## 提示文
本発明が解決しようとする課題は、吸気バルブのバルブ特性を変更する際に、実際の空燃比が目標とする空燃比からずれることにある。そして、本発明の目的は、吸気バルブのバルブ特性を変更するに際しての実際の空燃比と目標とする空燃比とのずれを抑制することにある。
以下、上記課題を解決するための手段及びその作用効果について記載する。
手段1では、前記吸気バルブの全閉タイミングについての下死点に対する遅角量が、前記バルブ特性可変機構による前記バルブ特性の変更により変化するとき、前記下死点に達してから前記吸気バルブが全閉するまでの間の混合気の吹き戻し量の変動による空燃比の変動を見越して燃料噴射量を補正する。
吸気バルブの全閉タイミングが下死点よりも遅角側となると、下死点となってから吸気バルブが全閉するまでの間に混合気が燃焼室から吸気通路に吹き戻される。このため、全閉タイミングについての遅角量が変化すると、吹き戻し量も変化する。一方、燃焼室内に充填されている混合気の空燃比は、必ずしも均質とはならないために、吹き戻された混合気の空燃比と、吹き戻されずに燃焼室に充填されている混合気の空燃比とのは、必ずしも一致しない。このため、吹き戻し量が変化すると、実際の空燃比が変化する。
この点、上記構成では、こうした空燃比の変動を見越して燃料噴射量が補正されるために、吸気バルブのバルブ特性を変更するに際しての実際の空燃比と目標とする空燃比とのずれを抑制することができ、ひいては、バルブ特性の変更時のトルクショックや燃費の悪化を抑制することができる。
なお、「吸気バルブの全閉タイミングについての下死点に対する遅角量」は、吸気バルブの全閉タイミングが下死点よりも遅角側にあるときの量を指し、吸気バルブの全閉タイミングが下死点と一致するか下死点よりも進角側にあるときには「0」とする。
また、「吹き戻し」は、燃焼室内の混合気が吸気通路に逆流することを意味するものとする。このため、例えば当該機関が筒内噴射式ガソリンエンジン等である場合に、燃焼室に吸入される空気と筒内に直接噴射される燃料との混合気が吸気通路に逆流する場合も、吹き戻しに該当する。
更に、「燃料噴射量」は、当該機関の負荷に基づき、実際の空燃比を目標とする空燃比とするために必要な噴射量として算出されるものとしてもよい。
手段2では、手段1において、前記燃料噴射量の補正を、前記遅角量が増加するときに前記燃料噴射量を増量することで行う。
吸気バルブの全閉タイミングについての下死点に対する遅角量が増加すると、下死点となってから吸気バルブが全閉するまでの間に吹き戻される混合気の量が増加する。このため、燃焼室にて燃焼に供される混合気はリーンとなる。
この点、上記構成によれば、遅角量が増加するときに燃料噴射量を増量することで、遅角量の増加に伴う空燃比の変動を抑制することができる。
手段3では、手段1又は2において、前記燃料噴射量の補正を、前記遅角量が減少するときに前記燃料噴射量を減量することで行う。
吸気バルブの全閉タイミングについての下死点に対する遅角量が減少すると、下死点となってから吸気バルブが全閉するまでの間に吹き戻される混合気の量が減少する。このため、燃焼室にて燃焼に供される混合気はリッチとなる。

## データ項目
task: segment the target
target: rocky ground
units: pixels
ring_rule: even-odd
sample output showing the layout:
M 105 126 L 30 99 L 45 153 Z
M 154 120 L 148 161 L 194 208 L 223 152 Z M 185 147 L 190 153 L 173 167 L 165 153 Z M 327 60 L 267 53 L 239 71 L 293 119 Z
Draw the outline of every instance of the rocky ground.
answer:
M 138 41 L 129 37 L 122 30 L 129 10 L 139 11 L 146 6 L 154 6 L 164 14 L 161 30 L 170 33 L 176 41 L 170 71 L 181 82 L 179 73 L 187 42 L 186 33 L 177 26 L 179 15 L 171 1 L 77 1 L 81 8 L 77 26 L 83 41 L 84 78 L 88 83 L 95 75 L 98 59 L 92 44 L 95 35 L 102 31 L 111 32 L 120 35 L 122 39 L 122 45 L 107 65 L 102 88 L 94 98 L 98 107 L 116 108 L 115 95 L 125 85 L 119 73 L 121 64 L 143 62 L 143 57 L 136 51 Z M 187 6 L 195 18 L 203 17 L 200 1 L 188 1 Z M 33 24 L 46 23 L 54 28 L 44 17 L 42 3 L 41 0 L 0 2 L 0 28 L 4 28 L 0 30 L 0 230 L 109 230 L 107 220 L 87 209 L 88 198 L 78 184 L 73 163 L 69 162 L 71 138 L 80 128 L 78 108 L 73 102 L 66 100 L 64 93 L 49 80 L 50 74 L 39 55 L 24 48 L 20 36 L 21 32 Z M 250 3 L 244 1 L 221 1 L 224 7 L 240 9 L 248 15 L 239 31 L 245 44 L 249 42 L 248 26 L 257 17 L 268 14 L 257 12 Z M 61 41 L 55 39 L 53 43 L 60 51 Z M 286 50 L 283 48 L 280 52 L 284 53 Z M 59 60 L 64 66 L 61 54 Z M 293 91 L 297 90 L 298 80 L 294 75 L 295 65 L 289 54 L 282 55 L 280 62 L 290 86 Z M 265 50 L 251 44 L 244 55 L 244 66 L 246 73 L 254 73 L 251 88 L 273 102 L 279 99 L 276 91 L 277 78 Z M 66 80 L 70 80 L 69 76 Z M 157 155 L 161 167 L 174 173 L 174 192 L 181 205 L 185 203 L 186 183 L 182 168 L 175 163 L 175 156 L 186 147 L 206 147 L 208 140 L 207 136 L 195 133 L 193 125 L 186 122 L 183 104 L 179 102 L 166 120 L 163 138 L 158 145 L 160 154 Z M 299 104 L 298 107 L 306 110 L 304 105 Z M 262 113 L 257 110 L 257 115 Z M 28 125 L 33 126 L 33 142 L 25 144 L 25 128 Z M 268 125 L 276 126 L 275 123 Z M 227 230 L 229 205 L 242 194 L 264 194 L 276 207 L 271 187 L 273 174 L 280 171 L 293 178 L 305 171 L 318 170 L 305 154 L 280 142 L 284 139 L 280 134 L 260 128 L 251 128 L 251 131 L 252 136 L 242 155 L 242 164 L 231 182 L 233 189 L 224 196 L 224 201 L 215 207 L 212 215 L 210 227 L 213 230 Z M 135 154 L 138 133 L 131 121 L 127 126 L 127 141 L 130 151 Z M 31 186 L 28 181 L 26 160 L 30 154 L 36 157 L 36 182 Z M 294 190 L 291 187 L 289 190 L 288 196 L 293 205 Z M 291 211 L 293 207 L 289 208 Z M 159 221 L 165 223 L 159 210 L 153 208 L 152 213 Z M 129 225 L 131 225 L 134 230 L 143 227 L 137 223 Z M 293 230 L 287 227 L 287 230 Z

## 課題 1
提示文について、次の問いに答えてください。
(a) 手段2では、遅角量が増加するときに燃料噴射量をどう補正するか。
(b) 吸気バルブの全閉タイミングが下死点と一致するとき、下死点に対する遅角量はいくつとされるか。
(c) 「吹き戻し」は何を意味するものとされているか。
## 課題 2
提示文の「手段2では、手段1において、」から「噴射量を減量することで行う。」までを、一字一句変えずに書き写してください。

## 解答例 1
(a) 燃料噴射量を増量することで補正します。
(b) 「0」とされます。
(c) 燃焼室内の混合気が吸気通路に逆流することを意味します。

## 解答例 2
手段2では、手段1において、前記燃料噴射量の補正を、前記遅角量が増加するときに前記燃料噴射量を増量することで行う。
吸気バルブの全閉タイミングについての下死点に対する遅角量が増加すると、下死点となってから吸気バルブが全閉するまでの間に吹き戻される混合気の量が増加する。このため、燃焼室にて燃焼に供される混合気はリーンとなる。
この点、上記構成によれば、遅角量が増加するときに燃料噴射量を増量することで、遅角量の増加に伴う空燃比の変動を抑制することができる。
手段3では、手段1又は2において、前記燃料噴射量の補正を、前記遅角量が減少するときに前記燃料噴射量を減量することで行う。